PROBLEM DESCRIPTION:
Every record that follows is to be copied exactly, with the pictures omitted.

◆ ◆ ◆ ◆ ◆ ◆ ◆

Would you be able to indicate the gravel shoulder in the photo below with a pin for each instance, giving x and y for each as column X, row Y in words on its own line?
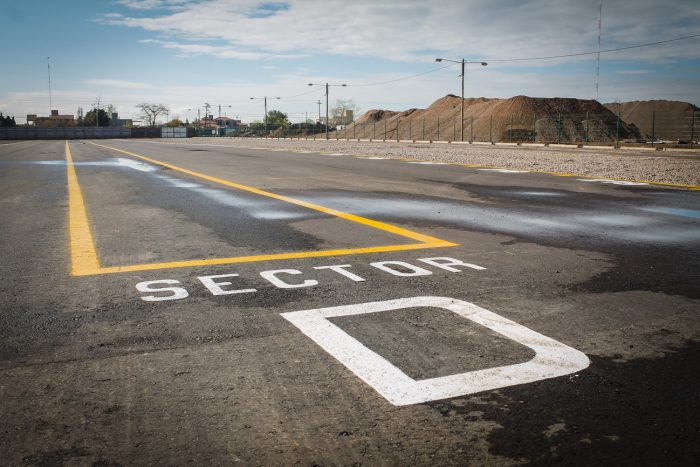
column 668, row 167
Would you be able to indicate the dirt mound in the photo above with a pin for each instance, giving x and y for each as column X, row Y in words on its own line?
column 660, row 119
column 520, row 118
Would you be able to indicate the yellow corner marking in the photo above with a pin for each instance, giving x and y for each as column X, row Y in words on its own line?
column 270, row 257
column 82, row 237
column 82, row 245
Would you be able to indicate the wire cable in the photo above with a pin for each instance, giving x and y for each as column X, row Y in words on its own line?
column 580, row 54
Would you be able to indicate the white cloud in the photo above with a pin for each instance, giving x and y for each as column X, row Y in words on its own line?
column 117, row 83
column 403, row 30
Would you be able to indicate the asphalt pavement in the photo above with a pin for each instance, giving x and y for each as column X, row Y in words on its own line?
column 167, row 304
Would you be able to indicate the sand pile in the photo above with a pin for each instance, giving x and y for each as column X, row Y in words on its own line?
column 667, row 120
column 519, row 118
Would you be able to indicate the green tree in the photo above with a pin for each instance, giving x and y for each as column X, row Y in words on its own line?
column 276, row 119
column 89, row 118
column 151, row 111
column 7, row 121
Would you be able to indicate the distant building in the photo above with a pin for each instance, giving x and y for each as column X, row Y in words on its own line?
column 219, row 122
column 120, row 122
column 345, row 118
column 53, row 120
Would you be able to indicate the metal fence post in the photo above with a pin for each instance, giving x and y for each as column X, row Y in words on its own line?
column 559, row 128
column 510, row 133
column 471, row 129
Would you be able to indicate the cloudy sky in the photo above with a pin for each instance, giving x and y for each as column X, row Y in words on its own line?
column 185, row 53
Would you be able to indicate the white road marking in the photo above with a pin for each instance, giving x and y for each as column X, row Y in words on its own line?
column 552, row 358
column 506, row 171
column 611, row 182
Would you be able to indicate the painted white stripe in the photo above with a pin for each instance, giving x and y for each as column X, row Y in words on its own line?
column 552, row 358
column 612, row 182
column 506, row 171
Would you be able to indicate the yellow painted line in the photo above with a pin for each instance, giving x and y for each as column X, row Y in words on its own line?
column 269, row 257
column 82, row 245
column 82, row 238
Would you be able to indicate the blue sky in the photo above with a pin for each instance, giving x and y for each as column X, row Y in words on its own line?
column 185, row 53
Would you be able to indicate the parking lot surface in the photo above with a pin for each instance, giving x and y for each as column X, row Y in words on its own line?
column 185, row 303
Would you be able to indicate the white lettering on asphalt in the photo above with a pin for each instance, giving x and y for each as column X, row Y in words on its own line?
column 415, row 270
column 447, row 263
column 220, row 287
column 271, row 276
column 216, row 287
column 340, row 269
column 177, row 292
column 552, row 358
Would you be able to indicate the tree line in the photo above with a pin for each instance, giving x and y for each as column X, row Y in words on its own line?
column 7, row 121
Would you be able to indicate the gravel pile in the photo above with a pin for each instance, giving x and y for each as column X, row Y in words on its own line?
column 672, row 167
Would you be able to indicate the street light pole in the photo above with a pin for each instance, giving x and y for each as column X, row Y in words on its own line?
column 327, row 86
column 264, row 98
column 461, row 107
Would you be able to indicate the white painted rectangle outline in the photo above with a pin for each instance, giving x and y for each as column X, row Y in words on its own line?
column 552, row 358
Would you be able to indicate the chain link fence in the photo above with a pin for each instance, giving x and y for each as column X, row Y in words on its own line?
column 678, row 129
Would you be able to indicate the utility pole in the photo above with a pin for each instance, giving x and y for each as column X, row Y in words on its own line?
column 48, row 66
column 461, row 107
column 327, row 86
column 97, row 113
column 264, row 98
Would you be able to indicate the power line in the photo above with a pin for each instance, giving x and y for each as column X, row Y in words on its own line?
column 402, row 78
column 590, row 53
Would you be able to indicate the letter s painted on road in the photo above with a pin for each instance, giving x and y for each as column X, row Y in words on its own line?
column 177, row 292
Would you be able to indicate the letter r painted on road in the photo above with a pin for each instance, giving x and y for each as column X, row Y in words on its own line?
column 447, row 263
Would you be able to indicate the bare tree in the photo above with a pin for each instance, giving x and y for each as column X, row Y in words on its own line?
column 341, row 106
column 150, row 111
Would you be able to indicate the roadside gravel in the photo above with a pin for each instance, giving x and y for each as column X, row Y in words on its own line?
column 671, row 167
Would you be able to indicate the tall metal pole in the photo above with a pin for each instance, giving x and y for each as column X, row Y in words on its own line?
column 48, row 65
column 461, row 108
column 327, row 112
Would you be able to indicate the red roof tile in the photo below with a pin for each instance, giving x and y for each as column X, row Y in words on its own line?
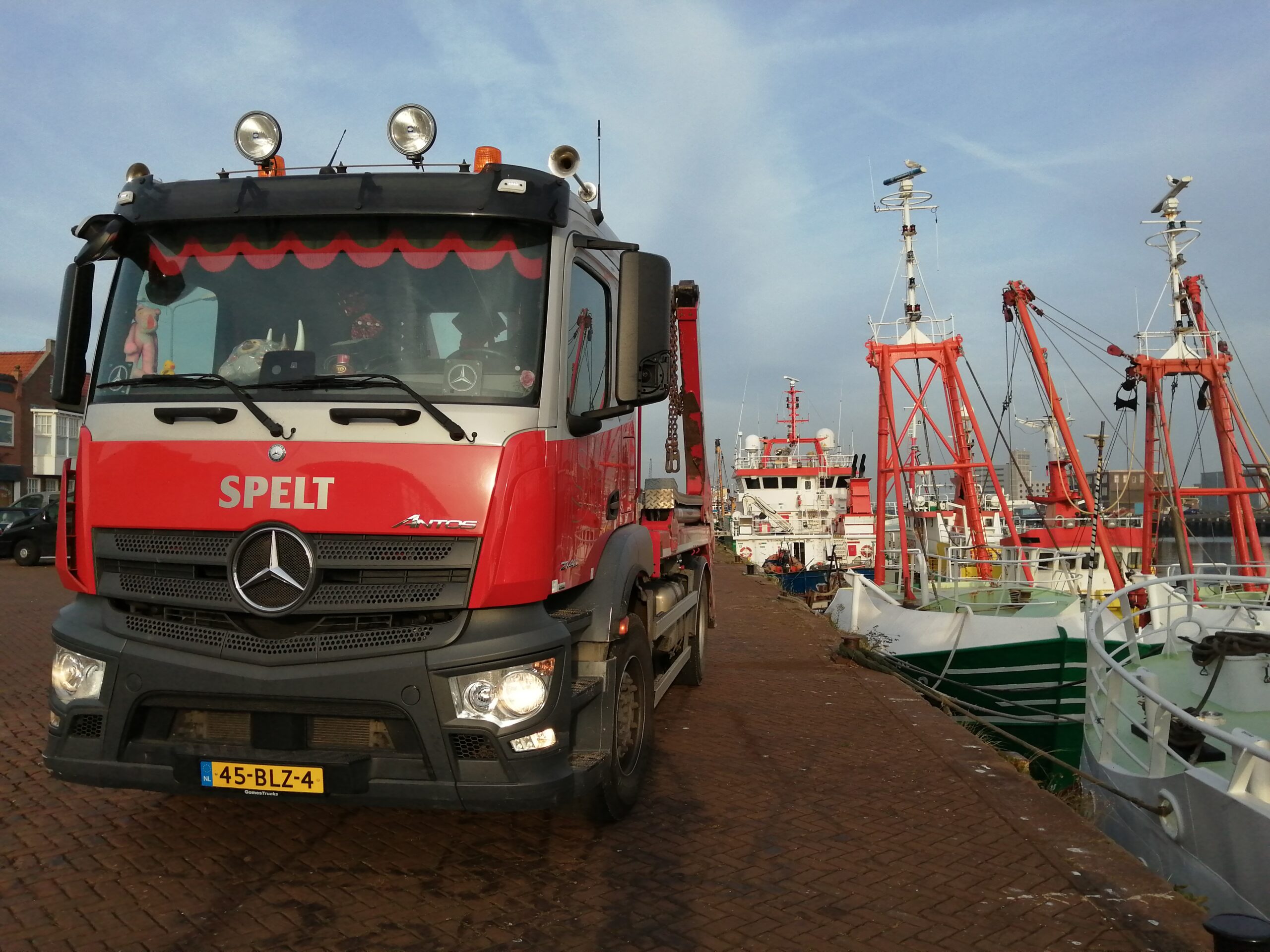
column 19, row 363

◆ ◆ ◆ ◆ ◆ ◆ ◆

PROBLEM SOLUTION:
Would you be able to indicate the gravel shoulder in the photo below with a pin for each instance, giving x and y for each as column X, row Y in words on its own line?
column 668, row 167
Would you be able to indicate the dirt mound in the photo above with a pin for each instance, giving x and y for each as column X, row Y in words on its own line?
column 660, row 119
column 520, row 118
Would you be able to indicate the yellow corner marking in the photo above with a pin for each instance, giving x and y for each as column X, row Y in words on its own line?
column 270, row 257
column 82, row 237
column 82, row 245
Would you be able to indicate the wire cable in the photo above with a pin for each instance, giving x and y for each as column X, row Y in words on its own line?
column 580, row 54
Would you be able to indicate the white cloud in the photo above with a pin for each instance, giving x and y for each as column X, row Y in words on its own line?
column 117, row 83
column 403, row 30
Would you be able to indicate the asphalt pavement in the photo above with a pin for each instance, giving x and y for each as column X, row Y in words on its own line?
column 167, row 304
Would you be able to indicate the sand pile in the photo above with a pin for each instance, giving x and y for each as column X, row Y in words on its own line?
column 667, row 120
column 519, row 118
Would you be able to indicate the green tree in the photo above with a pin for each instance, giving x and y for each as column X, row Y in words on its own line?
column 276, row 119
column 89, row 118
column 151, row 111
column 7, row 121
Would you be able to indicate the distant building in the photo above with a pin for each instance, giving x and y for each as column X, row Y in words on its own line?
column 219, row 122
column 120, row 122
column 345, row 118
column 53, row 120
Would you be able to indicate the metal fence post in the photo above with a pin for each instance, giving x and y for each as column X, row Y in words on its own line?
column 559, row 128
column 510, row 133
column 471, row 129
Would you be able to indicate the cloudy sky in the photo above with a pin for each instance, giving x and y for each as column X, row Y in words on its own line?
column 185, row 53
Would you be able to indicate the white road marking in the photo above with a pin for each instance, giving x and y for each as column X, row Y in words on its own line?
column 552, row 358
column 506, row 171
column 611, row 182
Would you be able to indicate the painted white stripe in the photo above with a pin for each instance, giving x and y for each as column X, row Y in words on its own line?
column 552, row 358
column 612, row 182
column 506, row 171
Would you be able to indicate the yellow painted line in the photo above with a pin for each instance, giving x and y for each as column X, row Y in words on its own line?
column 269, row 257
column 82, row 245
column 82, row 238
Would you be able to indicate the blue sky in the photo above with a pin for each instance, giving x and y for each as column X, row Y in words on its own line?
column 185, row 53
Would you be able to indicate the parking lot surface in the photo above with a pin for each instance, giving x and y for each as column X, row Y in words on its own line?
column 185, row 303
Would you be able to indicate the white lettering on asphalt in the photo above with a pin for each instance, giving x and y for each as column X, row Y in words on its own line?
column 415, row 270
column 447, row 263
column 220, row 287
column 271, row 276
column 216, row 287
column 340, row 269
column 177, row 292
column 552, row 358
Would you be able to indicate the tree line in the photo above with a pin for each instance, giving x and y for each as column X, row Y in words on its own line?
column 7, row 121
Would you be able to indicate the gravel pile in the photo above with a pin for each instance, giving x and y for each as column X, row Y in words on its own line?
column 672, row 167
Would you be able to indicate the street light pole in the photo above with a pin for each instance, giving x and y for each as column X, row Y in words on its own line?
column 327, row 86
column 264, row 98
column 461, row 107
Would you be able to indicate the white painted rectangle outline in the photo above with a pin for each instance, giving x and y for each as column X, row Y in words on its own line?
column 552, row 358
Would you be able to indicate the chain link fence in the photo above with a pin for each instance, giving x and y for each as column X, row Y in words on its own line?
column 678, row 129
Would you be able to indicate the utility pole in the photo above with a pin for each instance, giving x and y for each as column X, row Y in words on its own line?
column 48, row 66
column 461, row 107
column 327, row 86
column 97, row 113
column 264, row 98
Would you be able to indicate the power line in the photo above with a pin for each instance, giving x and y for each as column X, row Y in words on its own line?
column 402, row 78
column 590, row 53
Would you be able to indicate the letter s painted on road in the photo above with a pin for each instance, giving x and y for each as column X, row Y in words on its own line?
column 177, row 292
Would you be able to indicate the letter r painted on road in the photo above with a pin for each instance, giving x and y for each as column X, row Y in words on its own line?
column 447, row 263
Would you be able to indicate the bare tree in the photo above with a pin for each instance, giving x and y for each as column X, row Y in words on its own line?
column 341, row 106
column 150, row 111
Would you be able to indicate the roadside gravel in the photo above with a pin for each instance, giving x and y for each as column X, row Y in words on its own line?
column 671, row 167
Would you be able to indicate the tall metal pole in the photo above with a pin for each instance, giving x and y for each as column X, row Y in words on its own line?
column 48, row 65
column 461, row 108
column 327, row 112
Would you be able to indicate the red roof tile in the photo below with a pin for each instance, giving x and y for each as column X, row Y in words on its own line?
column 19, row 363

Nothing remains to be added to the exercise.